TASK DIRECTIONS → Determine how many lines in the entries below contain the word "tree". The reply is that number alone.

GIVEN RECORDS Start Marker

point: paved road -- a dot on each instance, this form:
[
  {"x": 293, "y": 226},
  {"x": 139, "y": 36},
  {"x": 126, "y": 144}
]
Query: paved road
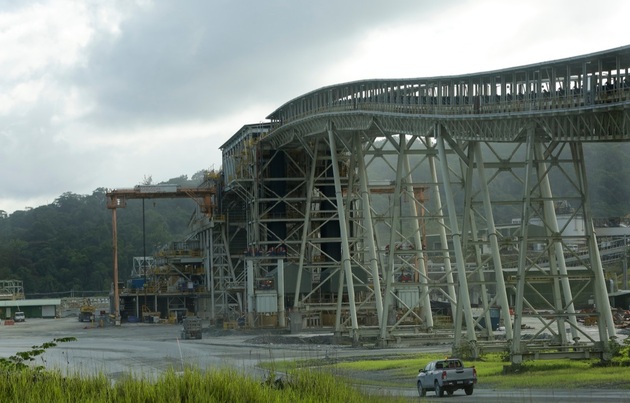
[{"x": 148, "y": 350}]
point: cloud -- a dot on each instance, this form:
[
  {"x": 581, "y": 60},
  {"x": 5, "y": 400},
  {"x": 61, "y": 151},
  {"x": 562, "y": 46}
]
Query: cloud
[{"x": 100, "y": 93}]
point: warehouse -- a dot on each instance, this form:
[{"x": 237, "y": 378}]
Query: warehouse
[{"x": 32, "y": 308}]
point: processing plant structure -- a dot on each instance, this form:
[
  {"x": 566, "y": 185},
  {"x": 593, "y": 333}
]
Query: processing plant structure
[{"x": 377, "y": 209}]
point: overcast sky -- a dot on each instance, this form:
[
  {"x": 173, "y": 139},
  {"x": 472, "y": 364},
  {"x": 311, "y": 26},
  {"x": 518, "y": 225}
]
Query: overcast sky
[{"x": 105, "y": 93}]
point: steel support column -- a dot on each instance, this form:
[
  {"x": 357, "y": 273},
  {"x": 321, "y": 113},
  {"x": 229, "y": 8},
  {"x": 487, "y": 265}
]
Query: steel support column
[
  {"x": 343, "y": 226},
  {"x": 463, "y": 300}
]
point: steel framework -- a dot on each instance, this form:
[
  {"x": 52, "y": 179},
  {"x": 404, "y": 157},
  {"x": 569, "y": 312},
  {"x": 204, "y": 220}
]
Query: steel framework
[{"x": 382, "y": 198}]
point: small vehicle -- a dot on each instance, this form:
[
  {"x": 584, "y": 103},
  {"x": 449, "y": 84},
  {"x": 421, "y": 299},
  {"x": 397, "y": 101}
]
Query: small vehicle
[
  {"x": 446, "y": 375},
  {"x": 19, "y": 317}
]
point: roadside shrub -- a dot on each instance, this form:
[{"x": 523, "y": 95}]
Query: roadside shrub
[{"x": 621, "y": 353}]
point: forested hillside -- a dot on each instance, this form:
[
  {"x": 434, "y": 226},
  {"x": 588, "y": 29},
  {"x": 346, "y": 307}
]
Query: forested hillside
[{"x": 67, "y": 245}]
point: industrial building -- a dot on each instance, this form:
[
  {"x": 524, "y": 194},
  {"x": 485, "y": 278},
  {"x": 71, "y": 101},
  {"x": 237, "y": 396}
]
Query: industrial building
[
  {"x": 372, "y": 208},
  {"x": 12, "y": 300}
]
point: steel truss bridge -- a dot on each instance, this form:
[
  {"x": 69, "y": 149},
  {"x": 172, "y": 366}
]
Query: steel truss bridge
[{"x": 382, "y": 198}]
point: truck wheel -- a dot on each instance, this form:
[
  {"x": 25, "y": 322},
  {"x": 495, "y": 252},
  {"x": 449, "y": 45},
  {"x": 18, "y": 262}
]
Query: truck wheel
[
  {"x": 421, "y": 391},
  {"x": 438, "y": 391}
]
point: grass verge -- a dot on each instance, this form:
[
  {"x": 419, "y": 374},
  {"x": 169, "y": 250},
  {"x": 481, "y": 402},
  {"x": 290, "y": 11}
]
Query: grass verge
[{"x": 401, "y": 371}]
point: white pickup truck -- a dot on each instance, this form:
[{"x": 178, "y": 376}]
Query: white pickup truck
[{"x": 446, "y": 375}]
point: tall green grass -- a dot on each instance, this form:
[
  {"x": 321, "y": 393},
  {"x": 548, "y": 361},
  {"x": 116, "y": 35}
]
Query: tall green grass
[
  {"x": 190, "y": 385},
  {"x": 561, "y": 373}
]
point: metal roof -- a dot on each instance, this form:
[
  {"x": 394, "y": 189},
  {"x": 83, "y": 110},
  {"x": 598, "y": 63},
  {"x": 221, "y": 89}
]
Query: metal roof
[{"x": 30, "y": 302}]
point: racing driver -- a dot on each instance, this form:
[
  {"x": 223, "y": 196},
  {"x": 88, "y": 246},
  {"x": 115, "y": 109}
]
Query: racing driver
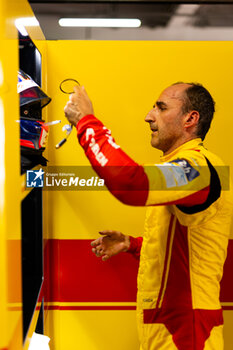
[{"x": 187, "y": 226}]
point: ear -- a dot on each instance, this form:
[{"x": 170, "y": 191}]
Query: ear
[{"x": 191, "y": 119}]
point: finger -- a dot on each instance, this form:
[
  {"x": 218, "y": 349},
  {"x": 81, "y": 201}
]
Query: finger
[
  {"x": 75, "y": 95},
  {"x": 77, "y": 89},
  {"x": 96, "y": 242},
  {"x": 108, "y": 232}
]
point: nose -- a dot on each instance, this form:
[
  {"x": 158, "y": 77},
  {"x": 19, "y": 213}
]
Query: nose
[{"x": 150, "y": 117}]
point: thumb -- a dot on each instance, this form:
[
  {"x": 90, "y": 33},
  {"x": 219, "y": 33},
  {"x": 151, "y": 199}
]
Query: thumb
[
  {"x": 107, "y": 232},
  {"x": 77, "y": 89}
]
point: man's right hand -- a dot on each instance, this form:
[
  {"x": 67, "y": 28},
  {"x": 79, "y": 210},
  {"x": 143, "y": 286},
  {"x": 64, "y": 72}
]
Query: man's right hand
[{"x": 112, "y": 243}]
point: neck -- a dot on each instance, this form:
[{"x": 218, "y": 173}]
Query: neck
[{"x": 178, "y": 143}]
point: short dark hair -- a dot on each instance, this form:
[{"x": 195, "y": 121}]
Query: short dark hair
[{"x": 198, "y": 98}]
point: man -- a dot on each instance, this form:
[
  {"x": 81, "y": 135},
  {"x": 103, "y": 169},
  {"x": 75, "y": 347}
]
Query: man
[{"x": 187, "y": 223}]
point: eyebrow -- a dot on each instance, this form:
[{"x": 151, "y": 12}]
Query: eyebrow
[{"x": 160, "y": 104}]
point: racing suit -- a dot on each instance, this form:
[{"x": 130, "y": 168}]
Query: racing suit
[{"x": 185, "y": 240}]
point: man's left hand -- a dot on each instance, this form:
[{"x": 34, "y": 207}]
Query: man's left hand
[{"x": 78, "y": 106}]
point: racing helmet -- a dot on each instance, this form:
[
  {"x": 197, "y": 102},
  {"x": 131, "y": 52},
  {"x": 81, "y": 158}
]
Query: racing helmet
[
  {"x": 33, "y": 130},
  {"x": 30, "y": 92}
]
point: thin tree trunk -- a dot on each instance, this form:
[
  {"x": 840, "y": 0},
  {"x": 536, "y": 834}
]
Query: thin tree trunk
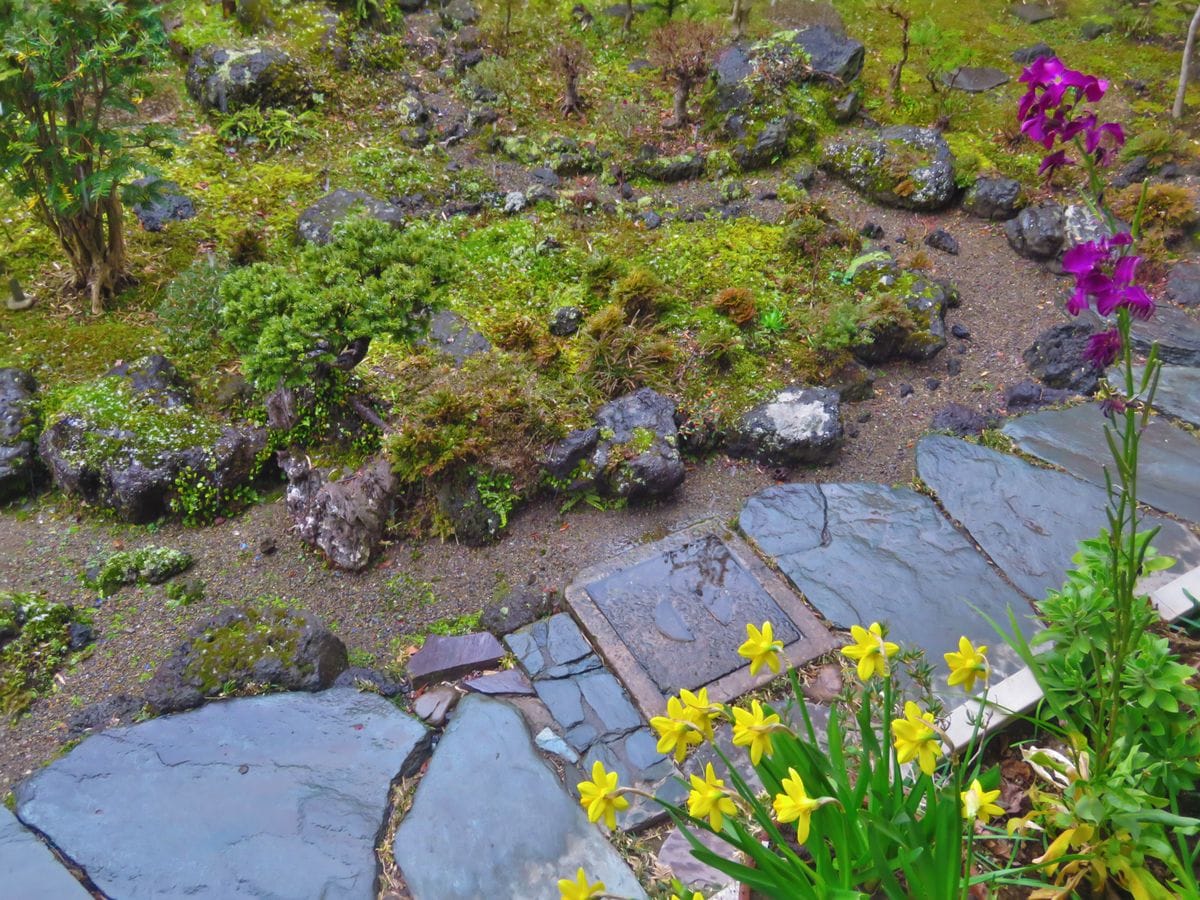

GIVEN RECORDS End Marker

EXPECTED ANSWER → 2